*Task details*
In the entries below, how many lines include "banner"? Reply with the number and nothing more.

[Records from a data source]
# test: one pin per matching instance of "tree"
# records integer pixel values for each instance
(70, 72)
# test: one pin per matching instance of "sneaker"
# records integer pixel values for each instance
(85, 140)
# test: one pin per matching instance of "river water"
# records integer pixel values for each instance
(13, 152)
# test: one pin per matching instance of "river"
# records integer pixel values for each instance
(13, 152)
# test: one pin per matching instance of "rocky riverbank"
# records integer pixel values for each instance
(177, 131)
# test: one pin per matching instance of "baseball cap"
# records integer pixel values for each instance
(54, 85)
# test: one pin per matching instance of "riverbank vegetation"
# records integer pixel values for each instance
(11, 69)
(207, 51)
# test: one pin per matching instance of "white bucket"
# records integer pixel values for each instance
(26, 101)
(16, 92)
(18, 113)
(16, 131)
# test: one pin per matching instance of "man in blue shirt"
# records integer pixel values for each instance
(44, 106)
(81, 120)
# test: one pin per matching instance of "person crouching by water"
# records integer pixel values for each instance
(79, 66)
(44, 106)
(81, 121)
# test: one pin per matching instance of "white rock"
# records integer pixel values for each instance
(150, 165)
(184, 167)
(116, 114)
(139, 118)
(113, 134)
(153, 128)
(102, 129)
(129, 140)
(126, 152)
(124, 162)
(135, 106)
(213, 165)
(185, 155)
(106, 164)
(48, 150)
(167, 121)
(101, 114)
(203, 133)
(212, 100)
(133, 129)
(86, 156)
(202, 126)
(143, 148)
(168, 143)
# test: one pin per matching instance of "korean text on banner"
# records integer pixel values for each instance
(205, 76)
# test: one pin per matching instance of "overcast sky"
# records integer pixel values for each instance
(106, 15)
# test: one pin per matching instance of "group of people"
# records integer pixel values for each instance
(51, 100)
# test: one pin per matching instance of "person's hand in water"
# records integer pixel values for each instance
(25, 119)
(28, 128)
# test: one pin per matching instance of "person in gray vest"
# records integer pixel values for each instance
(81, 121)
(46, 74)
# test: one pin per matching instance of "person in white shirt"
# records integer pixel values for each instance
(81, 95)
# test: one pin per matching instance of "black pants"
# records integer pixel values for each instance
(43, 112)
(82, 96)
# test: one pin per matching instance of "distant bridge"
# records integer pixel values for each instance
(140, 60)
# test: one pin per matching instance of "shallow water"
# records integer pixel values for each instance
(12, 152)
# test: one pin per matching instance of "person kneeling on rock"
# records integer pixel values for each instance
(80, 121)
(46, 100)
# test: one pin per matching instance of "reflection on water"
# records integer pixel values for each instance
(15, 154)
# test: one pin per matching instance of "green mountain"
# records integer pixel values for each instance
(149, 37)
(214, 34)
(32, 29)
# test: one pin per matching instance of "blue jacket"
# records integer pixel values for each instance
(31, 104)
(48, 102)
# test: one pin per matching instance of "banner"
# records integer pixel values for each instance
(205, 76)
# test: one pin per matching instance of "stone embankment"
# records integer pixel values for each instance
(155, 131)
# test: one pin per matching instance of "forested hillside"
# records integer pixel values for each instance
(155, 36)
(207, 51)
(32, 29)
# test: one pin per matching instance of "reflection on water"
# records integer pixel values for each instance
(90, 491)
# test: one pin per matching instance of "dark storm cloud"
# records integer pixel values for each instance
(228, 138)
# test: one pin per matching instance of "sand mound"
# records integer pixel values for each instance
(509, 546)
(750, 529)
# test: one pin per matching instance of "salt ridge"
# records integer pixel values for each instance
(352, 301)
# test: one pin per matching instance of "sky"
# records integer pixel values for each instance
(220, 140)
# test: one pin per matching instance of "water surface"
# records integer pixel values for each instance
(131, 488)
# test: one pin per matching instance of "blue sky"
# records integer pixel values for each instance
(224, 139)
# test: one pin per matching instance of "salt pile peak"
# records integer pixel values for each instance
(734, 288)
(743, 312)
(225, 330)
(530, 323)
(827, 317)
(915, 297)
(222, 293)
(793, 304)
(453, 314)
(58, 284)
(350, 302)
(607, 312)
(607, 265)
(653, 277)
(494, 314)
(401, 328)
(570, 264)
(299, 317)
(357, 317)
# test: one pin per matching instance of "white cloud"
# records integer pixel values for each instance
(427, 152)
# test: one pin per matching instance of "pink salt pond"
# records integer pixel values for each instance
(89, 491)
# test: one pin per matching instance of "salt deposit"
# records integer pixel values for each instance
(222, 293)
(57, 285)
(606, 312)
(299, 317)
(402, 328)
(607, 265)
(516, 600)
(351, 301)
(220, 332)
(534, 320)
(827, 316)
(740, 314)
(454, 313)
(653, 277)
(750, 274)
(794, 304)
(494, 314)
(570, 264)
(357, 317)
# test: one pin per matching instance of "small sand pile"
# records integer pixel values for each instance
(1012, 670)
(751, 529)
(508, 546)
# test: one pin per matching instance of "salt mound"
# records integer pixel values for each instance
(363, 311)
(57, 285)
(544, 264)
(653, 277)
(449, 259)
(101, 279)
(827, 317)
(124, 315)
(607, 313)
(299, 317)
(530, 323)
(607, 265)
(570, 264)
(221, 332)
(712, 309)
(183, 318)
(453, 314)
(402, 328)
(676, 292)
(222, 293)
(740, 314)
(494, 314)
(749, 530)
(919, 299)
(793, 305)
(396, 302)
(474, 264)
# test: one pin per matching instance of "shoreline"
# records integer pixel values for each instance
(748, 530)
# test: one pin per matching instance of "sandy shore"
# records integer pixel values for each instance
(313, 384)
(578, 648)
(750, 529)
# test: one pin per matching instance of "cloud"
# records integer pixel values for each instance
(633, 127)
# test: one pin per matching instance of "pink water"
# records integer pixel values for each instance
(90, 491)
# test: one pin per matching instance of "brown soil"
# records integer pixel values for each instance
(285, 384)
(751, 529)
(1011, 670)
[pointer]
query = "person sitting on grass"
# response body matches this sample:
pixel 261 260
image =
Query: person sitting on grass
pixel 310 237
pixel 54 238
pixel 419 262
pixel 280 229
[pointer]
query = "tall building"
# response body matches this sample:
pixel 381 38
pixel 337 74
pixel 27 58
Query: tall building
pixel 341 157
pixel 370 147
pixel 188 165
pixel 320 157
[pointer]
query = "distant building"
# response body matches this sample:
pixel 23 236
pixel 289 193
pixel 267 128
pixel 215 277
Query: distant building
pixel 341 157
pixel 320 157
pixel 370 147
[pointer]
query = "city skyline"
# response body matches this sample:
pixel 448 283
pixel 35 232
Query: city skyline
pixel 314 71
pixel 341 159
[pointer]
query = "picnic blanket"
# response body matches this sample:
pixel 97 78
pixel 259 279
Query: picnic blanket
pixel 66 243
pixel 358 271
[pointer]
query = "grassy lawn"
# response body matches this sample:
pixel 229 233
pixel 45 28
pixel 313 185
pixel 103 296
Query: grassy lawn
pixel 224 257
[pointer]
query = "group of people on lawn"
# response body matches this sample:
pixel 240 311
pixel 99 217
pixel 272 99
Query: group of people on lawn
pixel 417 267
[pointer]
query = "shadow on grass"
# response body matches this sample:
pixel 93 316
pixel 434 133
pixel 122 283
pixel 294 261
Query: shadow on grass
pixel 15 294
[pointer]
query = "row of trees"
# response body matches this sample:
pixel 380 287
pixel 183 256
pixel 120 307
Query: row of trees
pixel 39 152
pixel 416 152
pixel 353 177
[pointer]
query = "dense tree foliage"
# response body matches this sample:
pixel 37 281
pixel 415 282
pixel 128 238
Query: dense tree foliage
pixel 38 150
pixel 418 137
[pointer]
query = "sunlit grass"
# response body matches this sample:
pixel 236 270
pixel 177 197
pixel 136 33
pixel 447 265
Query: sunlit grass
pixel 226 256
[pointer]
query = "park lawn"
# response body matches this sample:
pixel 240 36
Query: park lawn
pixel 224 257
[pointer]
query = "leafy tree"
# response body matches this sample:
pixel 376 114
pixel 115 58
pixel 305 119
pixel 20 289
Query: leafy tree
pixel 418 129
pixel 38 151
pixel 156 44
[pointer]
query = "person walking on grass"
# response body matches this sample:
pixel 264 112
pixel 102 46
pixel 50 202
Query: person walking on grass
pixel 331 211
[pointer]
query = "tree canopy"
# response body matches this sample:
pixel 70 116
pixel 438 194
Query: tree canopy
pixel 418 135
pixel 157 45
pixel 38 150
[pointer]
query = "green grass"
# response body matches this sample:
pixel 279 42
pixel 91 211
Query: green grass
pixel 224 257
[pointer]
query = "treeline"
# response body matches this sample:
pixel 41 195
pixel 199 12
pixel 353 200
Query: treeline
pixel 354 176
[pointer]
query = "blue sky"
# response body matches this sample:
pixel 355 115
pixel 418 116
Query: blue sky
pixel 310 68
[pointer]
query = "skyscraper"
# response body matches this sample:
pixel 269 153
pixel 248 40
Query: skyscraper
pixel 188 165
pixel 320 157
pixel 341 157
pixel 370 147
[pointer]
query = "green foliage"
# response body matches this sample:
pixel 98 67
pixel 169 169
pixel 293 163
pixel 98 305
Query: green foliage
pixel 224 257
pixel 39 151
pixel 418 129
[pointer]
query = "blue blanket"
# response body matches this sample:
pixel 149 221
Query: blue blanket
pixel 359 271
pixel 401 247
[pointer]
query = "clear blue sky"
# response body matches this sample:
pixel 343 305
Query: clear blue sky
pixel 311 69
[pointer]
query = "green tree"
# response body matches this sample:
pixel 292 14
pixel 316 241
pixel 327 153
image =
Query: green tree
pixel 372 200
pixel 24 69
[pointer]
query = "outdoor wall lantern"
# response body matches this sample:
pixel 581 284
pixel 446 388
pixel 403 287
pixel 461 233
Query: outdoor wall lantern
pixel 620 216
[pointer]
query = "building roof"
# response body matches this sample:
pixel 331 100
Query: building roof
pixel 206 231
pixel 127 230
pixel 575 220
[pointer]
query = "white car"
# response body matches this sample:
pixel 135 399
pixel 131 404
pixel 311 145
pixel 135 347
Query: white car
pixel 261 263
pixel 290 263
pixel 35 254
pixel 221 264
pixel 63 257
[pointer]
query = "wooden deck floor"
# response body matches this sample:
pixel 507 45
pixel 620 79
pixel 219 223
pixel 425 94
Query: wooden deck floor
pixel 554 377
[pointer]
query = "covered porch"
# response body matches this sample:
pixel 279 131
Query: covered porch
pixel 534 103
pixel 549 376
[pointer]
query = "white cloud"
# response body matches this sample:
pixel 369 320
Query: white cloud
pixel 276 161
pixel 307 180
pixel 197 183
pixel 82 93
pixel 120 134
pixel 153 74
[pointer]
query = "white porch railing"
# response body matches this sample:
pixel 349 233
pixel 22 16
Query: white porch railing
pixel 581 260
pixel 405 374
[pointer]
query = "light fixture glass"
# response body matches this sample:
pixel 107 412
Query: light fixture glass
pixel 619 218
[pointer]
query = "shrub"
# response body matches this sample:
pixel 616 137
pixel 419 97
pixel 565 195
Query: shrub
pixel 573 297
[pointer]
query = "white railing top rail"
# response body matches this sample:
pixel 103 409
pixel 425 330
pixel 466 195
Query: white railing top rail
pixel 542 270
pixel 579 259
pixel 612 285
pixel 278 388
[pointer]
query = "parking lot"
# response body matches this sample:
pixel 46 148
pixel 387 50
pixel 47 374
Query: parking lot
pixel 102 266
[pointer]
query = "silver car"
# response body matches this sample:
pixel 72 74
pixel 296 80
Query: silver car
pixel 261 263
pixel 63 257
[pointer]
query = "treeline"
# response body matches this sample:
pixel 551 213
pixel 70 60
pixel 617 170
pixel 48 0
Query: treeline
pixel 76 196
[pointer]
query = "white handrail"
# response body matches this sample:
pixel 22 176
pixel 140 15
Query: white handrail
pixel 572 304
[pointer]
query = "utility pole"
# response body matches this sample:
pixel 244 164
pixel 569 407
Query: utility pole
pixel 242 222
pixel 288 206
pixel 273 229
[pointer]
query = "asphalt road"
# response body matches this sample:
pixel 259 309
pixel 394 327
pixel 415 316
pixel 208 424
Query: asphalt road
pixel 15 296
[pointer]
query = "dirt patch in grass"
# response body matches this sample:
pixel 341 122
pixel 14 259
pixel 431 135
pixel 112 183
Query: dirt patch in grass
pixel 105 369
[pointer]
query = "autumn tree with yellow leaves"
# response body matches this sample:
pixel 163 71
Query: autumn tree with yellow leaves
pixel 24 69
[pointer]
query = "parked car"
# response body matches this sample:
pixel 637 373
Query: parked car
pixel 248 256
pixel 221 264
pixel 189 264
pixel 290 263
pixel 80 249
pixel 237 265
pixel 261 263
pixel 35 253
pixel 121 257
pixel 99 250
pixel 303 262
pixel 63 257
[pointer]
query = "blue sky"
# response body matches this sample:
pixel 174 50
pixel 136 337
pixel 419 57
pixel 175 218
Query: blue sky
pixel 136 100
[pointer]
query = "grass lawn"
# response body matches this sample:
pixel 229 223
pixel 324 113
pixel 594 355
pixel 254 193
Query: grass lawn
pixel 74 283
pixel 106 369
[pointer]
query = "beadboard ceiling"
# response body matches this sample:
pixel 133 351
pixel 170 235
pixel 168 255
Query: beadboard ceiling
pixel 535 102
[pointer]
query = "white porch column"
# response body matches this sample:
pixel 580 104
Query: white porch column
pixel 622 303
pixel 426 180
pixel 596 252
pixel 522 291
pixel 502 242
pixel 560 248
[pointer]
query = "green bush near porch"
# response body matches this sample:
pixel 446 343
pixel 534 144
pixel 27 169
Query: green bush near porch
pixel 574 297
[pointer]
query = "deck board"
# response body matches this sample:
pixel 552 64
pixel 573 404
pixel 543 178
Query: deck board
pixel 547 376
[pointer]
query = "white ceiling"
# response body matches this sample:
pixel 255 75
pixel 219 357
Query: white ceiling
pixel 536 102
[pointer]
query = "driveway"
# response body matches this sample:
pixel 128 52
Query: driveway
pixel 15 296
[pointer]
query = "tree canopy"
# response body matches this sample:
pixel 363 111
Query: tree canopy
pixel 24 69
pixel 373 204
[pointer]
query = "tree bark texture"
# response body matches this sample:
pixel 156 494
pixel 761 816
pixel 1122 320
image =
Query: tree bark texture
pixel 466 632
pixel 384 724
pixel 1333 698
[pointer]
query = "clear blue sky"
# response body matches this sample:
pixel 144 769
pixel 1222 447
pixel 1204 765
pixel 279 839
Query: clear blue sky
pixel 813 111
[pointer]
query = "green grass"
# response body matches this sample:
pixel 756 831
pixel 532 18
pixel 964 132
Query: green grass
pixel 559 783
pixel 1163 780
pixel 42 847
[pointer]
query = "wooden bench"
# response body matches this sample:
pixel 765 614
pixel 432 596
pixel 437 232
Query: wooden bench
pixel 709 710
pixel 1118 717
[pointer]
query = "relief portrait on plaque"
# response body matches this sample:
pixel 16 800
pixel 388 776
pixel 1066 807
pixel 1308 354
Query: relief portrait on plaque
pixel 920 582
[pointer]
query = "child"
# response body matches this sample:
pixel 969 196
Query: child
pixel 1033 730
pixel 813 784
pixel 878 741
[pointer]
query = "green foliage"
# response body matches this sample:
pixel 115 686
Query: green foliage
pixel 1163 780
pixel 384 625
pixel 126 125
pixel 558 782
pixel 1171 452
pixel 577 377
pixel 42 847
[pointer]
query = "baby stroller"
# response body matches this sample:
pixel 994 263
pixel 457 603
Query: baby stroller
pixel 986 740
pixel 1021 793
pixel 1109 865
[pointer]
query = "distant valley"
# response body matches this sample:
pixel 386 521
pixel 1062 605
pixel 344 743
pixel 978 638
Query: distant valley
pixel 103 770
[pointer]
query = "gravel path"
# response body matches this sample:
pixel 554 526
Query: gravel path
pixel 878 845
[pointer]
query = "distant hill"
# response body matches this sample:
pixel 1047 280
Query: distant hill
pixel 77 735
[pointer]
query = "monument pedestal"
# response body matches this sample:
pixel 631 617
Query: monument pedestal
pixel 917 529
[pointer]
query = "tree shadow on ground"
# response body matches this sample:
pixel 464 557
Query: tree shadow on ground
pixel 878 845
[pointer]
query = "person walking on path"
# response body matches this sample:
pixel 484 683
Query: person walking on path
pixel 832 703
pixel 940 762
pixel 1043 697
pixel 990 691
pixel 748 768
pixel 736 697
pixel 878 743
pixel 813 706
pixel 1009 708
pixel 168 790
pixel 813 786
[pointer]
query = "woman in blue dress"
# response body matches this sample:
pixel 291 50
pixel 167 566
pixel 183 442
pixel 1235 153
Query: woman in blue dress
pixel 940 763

*Reply to the exercise*
2